**Quoted passage:**
Series Preview: Mets vs. Yankees II
The Subway Series Part Deux pits a languishing Mets squad facing a red-hot Yankee team. Here is how it shapes up.
Game One: Oliver Perez vs. Roger Clemens
Mets fans love Roger Clemens — retired, that is. They’d also love him in a wheelchair, or with a splintered Mike Piazza bat stuck into the side of his head. That said, a masterful performance by Clemens tonight would certainly get the Mets fans’ blood boiling — it’s possible we’d rather see Larry Jones hit a walkoff homer than Clemens beat the Mets in a Yankee uniform.
Whether Clemens can pitch at such a level is questionable, however. Certainly, if the Mets bats continue their floundering ways, #22 will resemble the old Roger.
Clemens, though, does not have the skills he did as a youngster. He’s barely throwing 90 now, and relying more on location and a devastating split-finger. At this point, he has to rely more on guile and fooling hitters with the split. If the Mets can somehow harken back to the good old days of early April, keep the bat ON their shoulder, and lay off the split, they have a very good chance of knocking Clemens out of the game by the fifth. If not, they’ll make him look like the hero he thinks he is.

**Detection examples:**

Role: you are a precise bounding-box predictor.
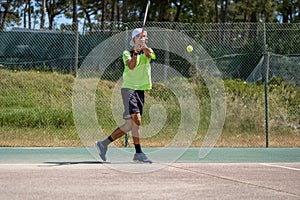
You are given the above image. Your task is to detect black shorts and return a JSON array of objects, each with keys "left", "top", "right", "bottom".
[{"left": 121, "top": 88, "right": 145, "bottom": 120}]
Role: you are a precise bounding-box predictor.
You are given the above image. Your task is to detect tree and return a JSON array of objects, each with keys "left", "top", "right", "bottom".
[
  {"left": 46, "top": 0, "right": 71, "bottom": 30},
  {"left": 0, "top": 0, "right": 23, "bottom": 30},
  {"left": 40, "top": 0, "right": 46, "bottom": 29}
]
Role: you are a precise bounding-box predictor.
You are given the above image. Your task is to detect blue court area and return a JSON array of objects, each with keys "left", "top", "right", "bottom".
[{"left": 0, "top": 147, "right": 300, "bottom": 163}]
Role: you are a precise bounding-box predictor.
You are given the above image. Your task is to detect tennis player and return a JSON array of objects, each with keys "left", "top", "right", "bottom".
[{"left": 96, "top": 28, "right": 156, "bottom": 163}]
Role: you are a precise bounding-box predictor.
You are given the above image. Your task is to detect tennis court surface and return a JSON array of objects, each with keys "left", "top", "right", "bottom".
[{"left": 0, "top": 148, "right": 300, "bottom": 199}]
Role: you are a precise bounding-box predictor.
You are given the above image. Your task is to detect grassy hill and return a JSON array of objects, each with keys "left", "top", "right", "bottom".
[{"left": 0, "top": 69, "right": 300, "bottom": 146}]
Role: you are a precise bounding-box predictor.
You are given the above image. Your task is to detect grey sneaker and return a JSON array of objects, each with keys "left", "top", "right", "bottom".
[
  {"left": 96, "top": 141, "right": 107, "bottom": 161},
  {"left": 133, "top": 153, "right": 152, "bottom": 164}
]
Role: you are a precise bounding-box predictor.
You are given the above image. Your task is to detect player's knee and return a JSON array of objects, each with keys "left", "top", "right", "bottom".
[{"left": 131, "top": 113, "right": 142, "bottom": 126}]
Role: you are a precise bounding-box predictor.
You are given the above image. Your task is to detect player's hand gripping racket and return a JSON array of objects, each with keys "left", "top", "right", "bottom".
[{"left": 141, "top": 0, "right": 150, "bottom": 40}]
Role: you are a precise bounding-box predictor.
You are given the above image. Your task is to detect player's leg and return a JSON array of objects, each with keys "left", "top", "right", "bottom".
[
  {"left": 96, "top": 88, "right": 132, "bottom": 161},
  {"left": 131, "top": 90, "right": 152, "bottom": 163}
]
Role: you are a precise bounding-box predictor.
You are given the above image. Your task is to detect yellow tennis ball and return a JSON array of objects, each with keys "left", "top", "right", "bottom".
[{"left": 186, "top": 45, "right": 193, "bottom": 53}]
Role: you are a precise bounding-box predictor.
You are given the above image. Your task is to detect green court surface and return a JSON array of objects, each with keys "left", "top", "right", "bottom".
[
  {"left": 0, "top": 147, "right": 300, "bottom": 200},
  {"left": 0, "top": 147, "right": 300, "bottom": 163}
]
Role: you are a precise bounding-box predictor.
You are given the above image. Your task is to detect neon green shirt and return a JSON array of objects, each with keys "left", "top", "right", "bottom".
[{"left": 122, "top": 49, "right": 156, "bottom": 90}]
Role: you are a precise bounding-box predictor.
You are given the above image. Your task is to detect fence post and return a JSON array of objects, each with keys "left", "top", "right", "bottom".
[
  {"left": 264, "top": 52, "right": 270, "bottom": 148},
  {"left": 264, "top": 23, "right": 270, "bottom": 148},
  {"left": 124, "top": 26, "right": 129, "bottom": 147}
]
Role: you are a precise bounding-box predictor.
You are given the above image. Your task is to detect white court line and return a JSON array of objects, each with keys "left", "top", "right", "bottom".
[{"left": 260, "top": 163, "right": 300, "bottom": 171}]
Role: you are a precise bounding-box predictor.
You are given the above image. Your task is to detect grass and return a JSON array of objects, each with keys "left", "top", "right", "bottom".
[{"left": 0, "top": 69, "right": 300, "bottom": 147}]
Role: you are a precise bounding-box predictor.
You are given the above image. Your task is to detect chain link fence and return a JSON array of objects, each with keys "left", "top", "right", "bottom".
[{"left": 0, "top": 22, "right": 300, "bottom": 147}]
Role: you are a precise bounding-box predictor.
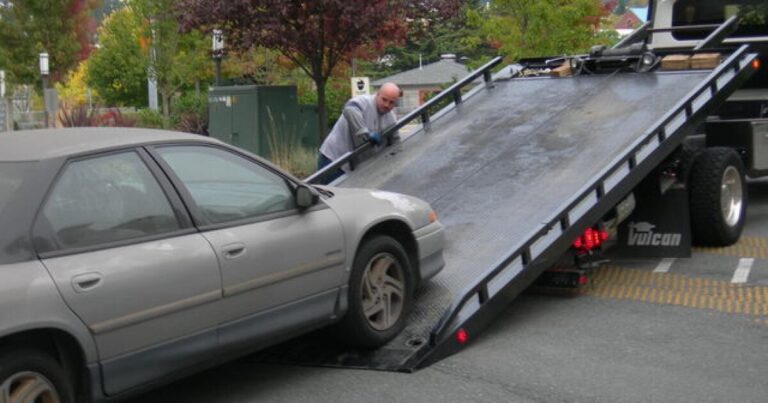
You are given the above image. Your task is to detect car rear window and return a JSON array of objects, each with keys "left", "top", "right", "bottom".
[
  {"left": 672, "top": 0, "right": 768, "bottom": 40},
  {"left": 0, "top": 162, "right": 32, "bottom": 213}
]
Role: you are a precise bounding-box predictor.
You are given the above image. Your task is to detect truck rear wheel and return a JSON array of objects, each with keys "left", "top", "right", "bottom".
[{"left": 688, "top": 147, "right": 747, "bottom": 246}]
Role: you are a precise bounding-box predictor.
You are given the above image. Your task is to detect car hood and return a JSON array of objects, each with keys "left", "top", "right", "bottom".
[{"left": 324, "top": 187, "right": 432, "bottom": 230}]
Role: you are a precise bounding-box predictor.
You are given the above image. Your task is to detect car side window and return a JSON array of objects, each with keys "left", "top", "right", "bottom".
[
  {"left": 157, "top": 146, "right": 295, "bottom": 224},
  {"left": 38, "top": 151, "right": 181, "bottom": 250}
]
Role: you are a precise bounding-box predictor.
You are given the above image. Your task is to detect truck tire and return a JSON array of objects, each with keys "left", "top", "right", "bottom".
[
  {"left": 337, "top": 235, "right": 414, "bottom": 348},
  {"left": 0, "top": 349, "right": 74, "bottom": 403},
  {"left": 688, "top": 147, "right": 747, "bottom": 246}
]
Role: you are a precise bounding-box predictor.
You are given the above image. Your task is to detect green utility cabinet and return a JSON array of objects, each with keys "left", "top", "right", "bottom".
[{"left": 208, "top": 85, "right": 320, "bottom": 158}]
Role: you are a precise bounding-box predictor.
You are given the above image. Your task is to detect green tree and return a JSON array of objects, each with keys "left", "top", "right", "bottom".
[
  {"left": 130, "top": 0, "right": 212, "bottom": 120},
  {"left": 468, "top": 0, "right": 611, "bottom": 60},
  {"left": 86, "top": 7, "right": 148, "bottom": 107},
  {"left": 179, "top": 0, "right": 458, "bottom": 136},
  {"left": 0, "top": 0, "right": 98, "bottom": 84}
]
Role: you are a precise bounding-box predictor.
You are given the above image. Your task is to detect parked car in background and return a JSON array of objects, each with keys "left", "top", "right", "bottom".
[{"left": 0, "top": 128, "right": 444, "bottom": 402}]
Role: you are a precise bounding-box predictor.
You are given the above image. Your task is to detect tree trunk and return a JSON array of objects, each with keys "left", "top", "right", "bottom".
[
  {"left": 313, "top": 73, "right": 328, "bottom": 143},
  {"left": 160, "top": 91, "right": 173, "bottom": 129}
]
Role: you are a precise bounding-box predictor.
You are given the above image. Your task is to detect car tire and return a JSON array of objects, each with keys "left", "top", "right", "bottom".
[
  {"left": 337, "top": 235, "right": 414, "bottom": 348},
  {"left": 0, "top": 349, "right": 74, "bottom": 403},
  {"left": 688, "top": 147, "right": 747, "bottom": 246}
]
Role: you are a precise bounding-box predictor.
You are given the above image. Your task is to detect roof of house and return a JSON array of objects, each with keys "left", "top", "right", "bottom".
[{"left": 372, "top": 58, "right": 469, "bottom": 86}]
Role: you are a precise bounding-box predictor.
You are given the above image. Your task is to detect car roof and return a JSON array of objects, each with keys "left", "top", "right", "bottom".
[{"left": 0, "top": 127, "right": 221, "bottom": 161}]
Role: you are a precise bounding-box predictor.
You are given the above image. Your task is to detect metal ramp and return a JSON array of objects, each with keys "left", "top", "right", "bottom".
[{"left": 256, "top": 47, "right": 756, "bottom": 371}]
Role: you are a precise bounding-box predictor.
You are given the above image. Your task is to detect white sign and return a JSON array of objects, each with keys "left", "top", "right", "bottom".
[
  {"left": 212, "top": 29, "right": 224, "bottom": 52},
  {"left": 352, "top": 77, "right": 371, "bottom": 97}
]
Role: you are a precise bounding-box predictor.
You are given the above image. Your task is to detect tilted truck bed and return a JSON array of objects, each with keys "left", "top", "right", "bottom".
[{"left": 260, "top": 49, "right": 753, "bottom": 370}]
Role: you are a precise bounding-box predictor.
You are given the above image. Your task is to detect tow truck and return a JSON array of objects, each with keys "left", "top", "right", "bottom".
[{"left": 263, "top": 0, "right": 768, "bottom": 372}]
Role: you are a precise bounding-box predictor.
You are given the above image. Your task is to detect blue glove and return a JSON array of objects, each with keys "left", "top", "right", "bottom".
[{"left": 366, "top": 132, "right": 381, "bottom": 146}]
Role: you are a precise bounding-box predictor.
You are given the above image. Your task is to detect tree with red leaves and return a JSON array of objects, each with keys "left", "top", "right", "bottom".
[
  {"left": 178, "top": 0, "right": 462, "bottom": 136},
  {"left": 0, "top": 0, "right": 100, "bottom": 84}
]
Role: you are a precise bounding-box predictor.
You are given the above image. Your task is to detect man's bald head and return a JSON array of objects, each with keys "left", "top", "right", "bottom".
[{"left": 376, "top": 83, "right": 403, "bottom": 115}]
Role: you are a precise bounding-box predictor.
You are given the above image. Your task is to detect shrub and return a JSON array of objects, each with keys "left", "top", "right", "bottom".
[
  {"left": 267, "top": 107, "right": 317, "bottom": 178},
  {"left": 171, "top": 93, "right": 208, "bottom": 136}
]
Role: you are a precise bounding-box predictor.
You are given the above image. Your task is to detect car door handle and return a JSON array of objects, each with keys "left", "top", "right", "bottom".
[
  {"left": 221, "top": 242, "right": 245, "bottom": 259},
  {"left": 72, "top": 272, "right": 102, "bottom": 294}
]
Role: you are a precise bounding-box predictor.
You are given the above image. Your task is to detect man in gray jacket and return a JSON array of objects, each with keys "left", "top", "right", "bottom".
[{"left": 317, "top": 83, "right": 402, "bottom": 183}]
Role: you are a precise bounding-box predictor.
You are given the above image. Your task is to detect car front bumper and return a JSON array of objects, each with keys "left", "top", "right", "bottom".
[{"left": 413, "top": 221, "right": 445, "bottom": 281}]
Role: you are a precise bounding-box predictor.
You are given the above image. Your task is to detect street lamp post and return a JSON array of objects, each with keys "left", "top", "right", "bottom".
[
  {"left": 211, "top": 29, "right": 224, "bottom": 86},
  {"left": 40, "top": 53, "right": 50, "bottom": 127}
]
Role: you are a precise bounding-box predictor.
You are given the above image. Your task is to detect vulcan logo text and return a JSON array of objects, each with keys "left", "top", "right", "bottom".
[{"left": 627, "top": 222, "right": 683, "bottom": 246}]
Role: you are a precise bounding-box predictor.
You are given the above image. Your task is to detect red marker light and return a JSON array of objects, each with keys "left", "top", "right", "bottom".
[{"left": 456, "top": 328, "right": 469, "bottom": 344}]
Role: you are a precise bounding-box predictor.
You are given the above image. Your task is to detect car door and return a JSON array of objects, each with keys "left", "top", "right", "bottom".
[
  {"left": 155, "top": 145, "right": 345, "bottom": 344},
  {"left": 34, "top": 150, "right": 221, "bottom": 395}
]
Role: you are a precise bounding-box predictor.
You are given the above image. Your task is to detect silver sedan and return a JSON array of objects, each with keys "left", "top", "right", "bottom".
[{"left": 0, "top": 128, "right": 444, "bottom": 402}]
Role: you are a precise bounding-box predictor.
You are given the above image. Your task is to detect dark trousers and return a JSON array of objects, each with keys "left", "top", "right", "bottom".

**Set tasks:**
**1)** Select every line of the records that contains the string "player", treating uppercase and lowercase letters as distinct.
**2)** Write the next part of the Mets–Yankees series preview, beginning after its final sentence.

**Task answers:**
**1)**
You are given the above image. Your task is to detect tennis player and return a JSON array of objects, each with keys "left", "top", "right", "bottom".
You are given the above image. Your task is to detect player's knee and return a JSON array of objects, each with keys "left", "top", "right", "bottom".
You are given the above image. Your task is to detect player's hand gripping racket and return a JSON array of objects, each with keys "left", "top", "right", "bottom".
You are given the above image. Your task is to detect player's leg and return a JSON array of objects, each with keys "left", "top", "right", "bottom".

**2)**
Meanwhile, Oliver Perez needs to regroup after a disappointing start. I’m going to go on a limb and guess that he rebounds mightily, and pitches a gem. This is going on the idea that Ollie will be jacked up for the game, and in line with the theory that Perez pitches better when hyped up for a “big” game.
Game Two: Tom Glavine vs. Tyler Clippard
Tom will make his eighteenth attempt to win #296. OK, it’s been less attempts than that, but enough to have lost count. At this point it may be best for everyone to simply stop counting down.
Glavine handled the Yankees fairly well the last time out, allowing three runs on nine hits in six innings (btw, it was his most recent win). However, that was when the Yankee bats were still struggling, so whether he can mystify them again with his assortment of slow stuff remains to be seen.
Clippard, on the other hand, will no longer have the Wandy Rodriguez Effect on his side. The kid was riding pretty high that day, and hasn’t pitched as well since (unless you count a 5-inning, one-run performance vs. the ChiSox last week). In fact, he has yet to pitch beyond the fifth inning against teams not from New York. Assuming the Mets offense “gets their game on” against The Roger on Friday, Tyler Clippard could have a quick outing.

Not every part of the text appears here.